**** Raw data ****

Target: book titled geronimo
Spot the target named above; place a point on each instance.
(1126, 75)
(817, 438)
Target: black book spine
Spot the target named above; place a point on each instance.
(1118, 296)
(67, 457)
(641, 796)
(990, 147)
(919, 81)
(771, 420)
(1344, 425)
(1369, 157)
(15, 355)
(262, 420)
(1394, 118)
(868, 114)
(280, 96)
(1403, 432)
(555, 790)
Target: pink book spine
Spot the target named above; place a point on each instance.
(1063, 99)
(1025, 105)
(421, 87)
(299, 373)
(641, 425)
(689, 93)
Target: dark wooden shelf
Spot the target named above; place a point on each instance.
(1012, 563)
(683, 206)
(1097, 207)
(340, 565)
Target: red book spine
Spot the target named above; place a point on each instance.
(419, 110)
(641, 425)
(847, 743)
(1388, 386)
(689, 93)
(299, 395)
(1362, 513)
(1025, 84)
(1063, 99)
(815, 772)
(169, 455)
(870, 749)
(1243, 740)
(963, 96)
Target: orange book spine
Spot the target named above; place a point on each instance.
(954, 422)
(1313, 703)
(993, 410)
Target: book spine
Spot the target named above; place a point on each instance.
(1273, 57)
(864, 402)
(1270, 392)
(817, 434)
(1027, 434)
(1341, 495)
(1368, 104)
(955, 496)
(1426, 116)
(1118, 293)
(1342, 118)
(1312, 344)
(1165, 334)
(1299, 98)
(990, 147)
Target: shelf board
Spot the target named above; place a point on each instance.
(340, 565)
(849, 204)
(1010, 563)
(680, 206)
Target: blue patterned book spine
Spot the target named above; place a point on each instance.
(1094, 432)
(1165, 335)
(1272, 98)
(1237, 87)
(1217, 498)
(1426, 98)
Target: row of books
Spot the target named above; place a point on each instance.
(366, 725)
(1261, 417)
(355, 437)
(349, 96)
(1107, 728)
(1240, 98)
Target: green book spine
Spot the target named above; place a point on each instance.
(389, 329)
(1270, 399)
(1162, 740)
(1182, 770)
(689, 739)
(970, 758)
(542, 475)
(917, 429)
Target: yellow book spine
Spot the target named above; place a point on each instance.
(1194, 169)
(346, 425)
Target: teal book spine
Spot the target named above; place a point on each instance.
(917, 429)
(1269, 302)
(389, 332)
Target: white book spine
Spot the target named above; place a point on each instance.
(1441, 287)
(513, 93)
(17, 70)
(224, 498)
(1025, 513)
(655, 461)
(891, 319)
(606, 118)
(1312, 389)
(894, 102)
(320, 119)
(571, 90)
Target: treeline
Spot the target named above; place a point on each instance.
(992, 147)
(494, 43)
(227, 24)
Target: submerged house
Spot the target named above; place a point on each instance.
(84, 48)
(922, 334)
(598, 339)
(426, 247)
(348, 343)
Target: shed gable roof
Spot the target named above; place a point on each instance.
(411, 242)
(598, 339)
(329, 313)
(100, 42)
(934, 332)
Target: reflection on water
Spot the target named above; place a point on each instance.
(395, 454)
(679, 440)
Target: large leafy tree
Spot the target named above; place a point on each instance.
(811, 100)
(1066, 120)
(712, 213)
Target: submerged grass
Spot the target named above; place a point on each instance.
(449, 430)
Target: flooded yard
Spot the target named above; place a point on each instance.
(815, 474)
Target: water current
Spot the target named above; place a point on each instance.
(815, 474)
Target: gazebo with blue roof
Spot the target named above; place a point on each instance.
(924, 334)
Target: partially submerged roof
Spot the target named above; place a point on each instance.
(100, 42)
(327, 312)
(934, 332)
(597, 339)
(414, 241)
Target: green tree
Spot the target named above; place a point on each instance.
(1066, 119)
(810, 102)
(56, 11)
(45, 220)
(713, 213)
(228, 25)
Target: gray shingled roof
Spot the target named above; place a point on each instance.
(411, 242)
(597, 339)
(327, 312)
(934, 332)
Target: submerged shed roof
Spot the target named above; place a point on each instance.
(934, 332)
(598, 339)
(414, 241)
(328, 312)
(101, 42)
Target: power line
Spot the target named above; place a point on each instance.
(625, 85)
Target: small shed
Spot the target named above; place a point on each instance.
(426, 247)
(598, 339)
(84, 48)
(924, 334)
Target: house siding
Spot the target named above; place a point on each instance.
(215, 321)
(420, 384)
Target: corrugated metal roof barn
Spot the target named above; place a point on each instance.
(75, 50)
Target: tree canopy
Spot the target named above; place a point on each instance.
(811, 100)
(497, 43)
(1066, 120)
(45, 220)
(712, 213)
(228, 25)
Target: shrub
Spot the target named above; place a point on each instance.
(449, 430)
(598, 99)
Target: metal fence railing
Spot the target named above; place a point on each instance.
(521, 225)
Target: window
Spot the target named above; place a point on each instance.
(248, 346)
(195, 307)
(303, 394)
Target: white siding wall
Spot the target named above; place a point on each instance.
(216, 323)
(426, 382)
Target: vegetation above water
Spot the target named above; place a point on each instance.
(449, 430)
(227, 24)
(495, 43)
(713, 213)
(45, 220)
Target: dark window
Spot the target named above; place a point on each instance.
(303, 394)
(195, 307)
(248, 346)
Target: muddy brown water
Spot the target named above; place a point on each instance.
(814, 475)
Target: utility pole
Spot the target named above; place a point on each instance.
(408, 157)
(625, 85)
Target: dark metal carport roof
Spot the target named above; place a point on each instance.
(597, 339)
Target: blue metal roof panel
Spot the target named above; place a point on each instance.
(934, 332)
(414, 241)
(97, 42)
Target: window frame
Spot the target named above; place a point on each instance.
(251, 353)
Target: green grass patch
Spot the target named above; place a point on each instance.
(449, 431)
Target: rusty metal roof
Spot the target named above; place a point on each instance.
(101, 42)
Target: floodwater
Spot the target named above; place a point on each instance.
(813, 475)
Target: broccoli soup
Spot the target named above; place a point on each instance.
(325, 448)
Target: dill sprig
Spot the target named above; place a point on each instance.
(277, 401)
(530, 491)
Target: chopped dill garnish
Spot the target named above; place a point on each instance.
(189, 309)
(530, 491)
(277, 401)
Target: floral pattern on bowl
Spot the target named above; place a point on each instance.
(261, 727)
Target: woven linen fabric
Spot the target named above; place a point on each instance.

****

Exercise: All of the material shown above should be written out exactly.

Worked solution:
Target: book titled geronimo
Spot the target named above; place a point on each instance.
(1126, 75)
(817, 438)
Target: black book spine
Spot the target named above; place a point on each instance.
(1118, 296)
(67, 457)
(641, 796)
(990, 147)
(919, 81)
(771, 420)
(1344, 425)
(1369, 157)
(15, 355)
(262, 420)
(1394, 118)
(868, 114)
(280, 96)
(1403, 432)
(555, 790)
Target: pink book spine
Spot the target named above; place a point on each instance.
(1063, 99)
(1025, 105)
(421, 87)
(299, 373)
(641, 425)
(689, 93)
Target: dark wooden shelf
Spot the target named above; place a point on each instance.
(1012, 563)
(683, 206)
(1097, 207)
(340, 565)
Target: red book spine
Spot the target named above; place a point on each instance.
(419, 110)
(641, 425)
(847, 743)
(1388, 386)
(689, 93)
(299, 395)
(1362, 513)
(1025, 84)
(1063, 99)
(815, 772)
(169, 455)
(870, 749)
(1243, 740)
(963, 96)
Target: orange book spine
Spot the target named above; place a point on each instance.
(954, 422)
(1313, 703)
(993, 410)
Target: book spine
Spot the target named above; place a point on each instance.
(1273, 57)
(864, 402)
(1270, 392)
(817, 434)
(1027, 434)
(1341, 495)
(1368, 104)
(955, 496)
(1426, 116)
(1118, 293)
(1342, 118)
(1312, 344)
(1165, 334)
(1299, 98)
(990, 147)
Target: shelf board
Spot the target named above; place a point on each instance.
(340, 565)
(849, 204)
(1010, 563)
(680, 206)
Target: blue patterned book spine
Spot the target named above; place a point on each instance.
(1094, 432)
(1165, 335)
(1272, 98)
(1237, 87)
(1217, 498)
(1426, 98)
Target: row of books
Spot the target named above; place a point on each instance.
(366, 725)
(1261, 417)
(355, 437)
(349, 96)
(1107, 728)
(1240, 98)
Target: green book spine
Spot the target named above; place a point on each instance.
(389, 329)
(1270, 399)
(1162, 740)
(1182, 770)
(689, 739)
(970, 758)
(542, 475)
(917, 429)
Target: yellow book spine
Spot the target named above; place a point on each instance.
(1194, 169)
(346, 425)
Target: teal book spine
Spot the target named above; place a point on each instance.
(917, 429)
(1269, 302)
(389, 332)
Target: white book spine
Spot the target named above; place a point on each instance.
(1441, 287)
(513, 93)
(17, 70)
(224, 498)
(1025, 513)
(655, 461)
(891, 319)
(606, 118)
(1312, 389)
(894, 102)
(320, 119)
(571, 90)
Target: treeline
Spot the target named above; place a point on each instance.
(992, 147)
(494, 43)
(227, 24)
Target: submerged house
Spot the target named above; place a point on each instance.
(84, 48)
(922, 334)
(598, 339)
(426, 247)
(348, 343)
Target: shed gable roof
Spot the target named above; place a point on each instance.
(411, 242)
(598, 339)
(329, 313)
(100, 42)
(934, 332)
Target: reflection on water
Spot the target named above; place a point on each instance.
(395, 454)
(679, 440)
Target: large leafy tree
Spot the target named above; place a point on each instance.
(811, 100)
(1066, 120)
(712, 213)
Target: submerged grass
Spot the target named above; place a point on each instance.
(449, 430)
Target: flooded yard
Spot the target named above; place a point on each instance.
(815, 474)
Target: water current
Spot the target named above; place a point on each instance.
(815, 474)
Target: gazebo with blue roof
Spot the target named above; place a point on each instance.
(924, 334)
Target: partially submerged roof
Spot the target named above; place a point on each instance.
(100, 42)
(327, 312)
(934, 332)
(597, 339)
(414, 241)
Target: green tree
Spot the target named above; place a point on each instance.
(1066, 119)
(810, 102)
(56, 11)
(45, 220)
(713, 213)
(228, 25)
Target: gray shingled roof
Spot the target named above; place a point on each instance.
(411, 242)
(597, 339)
(327, 312)
(934, 332)
Target: submerged shed roof
Spot the target named above; place a point on each instance.
(934, 332)
(598, 339)
(414, 241)
(328, 312)
(101, 42)
Target: power line
Spot the target named above; place a point on each instance.
(625, 85)
Target: small shed
Spot the target named above; place a point on each instance.
(426, 247)
(598, 339)
(84, 48)
(924, 334)
Target: house siding
Spot the target named above; place a point on each instance.
(215, 321)
(420, 384)
Target: corrugated metal roof barn
Spot the target named above; place a point on each instance.
(75, 50)
Target: tree canopy
Spot the target named above; place a point on each instance.
(811, 100)
(497, 43)
(1066, 120)
(45, 220)
(712, 213)
(228, 25)
Target: shrub
Spot the target named above; place a point on each instance.
(449, 430)
(598, 99)
Target: metal fence railing
Spot the target named above; place a point on each instance.
(521, 225)
Target: window
Spot the target named above; place a point on each instance.
(248, 346)
(195, 307)
(303, 394)
Target: white siding wall
Spot the target named above; place a point on each instance.
(216, 323)
(426, 382)
Target: vegetation above water
Spot the target named above; place a point on each instance.
(449, 430)
(227, 24)
(495, 43)
(713, 213)
(45, 220)
Target: dark window
Spot the target named above; place a point on each instance.
(303, 394)
(195, 307)
(248, 346)
Target: muddy brown water
Spot the target named above; place a point on each instance.
(814, 475)
Target: utility pole
Spot the target named above; place a point on each instance.
(408, 157)
(625, 85)
Target: dark metal carport roof
Spot the target named above; place a point on each instance.
(597, 339)
Target: blue metal roof panel
Spot the target named above; place a point on each instance.
(934, 332)
(414, 241)
(97, 42)
Target: window frame
Spot the target named above; place a point on each instance.
(251, 353)
Target: green grass patch
Spot the target named above; place a point on each instance.
(449, 431)
Target: rusty metal roof
Spot the target named above; place a point on each instance.
(101, 42)
Target: floodwater
Spot the target named above; place a point on each instance.
(813, 475)
Target: broccoli soup
Spot the target named above; place a point on each instance.
(325, 448)
Target: dill sprig
Spot the target named above; place a point on each instance.
(277, 401)
(530, 491)
Target: chopped dill garnish
Spot the target named above; place a point on each instance.
(189, 309)
(530, 491)
(277, 401)
Target: floral pattern on bowl
Spot the target named above; place a point on each instance.
(261, 727)
Target: woven linen fabric
Spot the target named above; place a point on each instance.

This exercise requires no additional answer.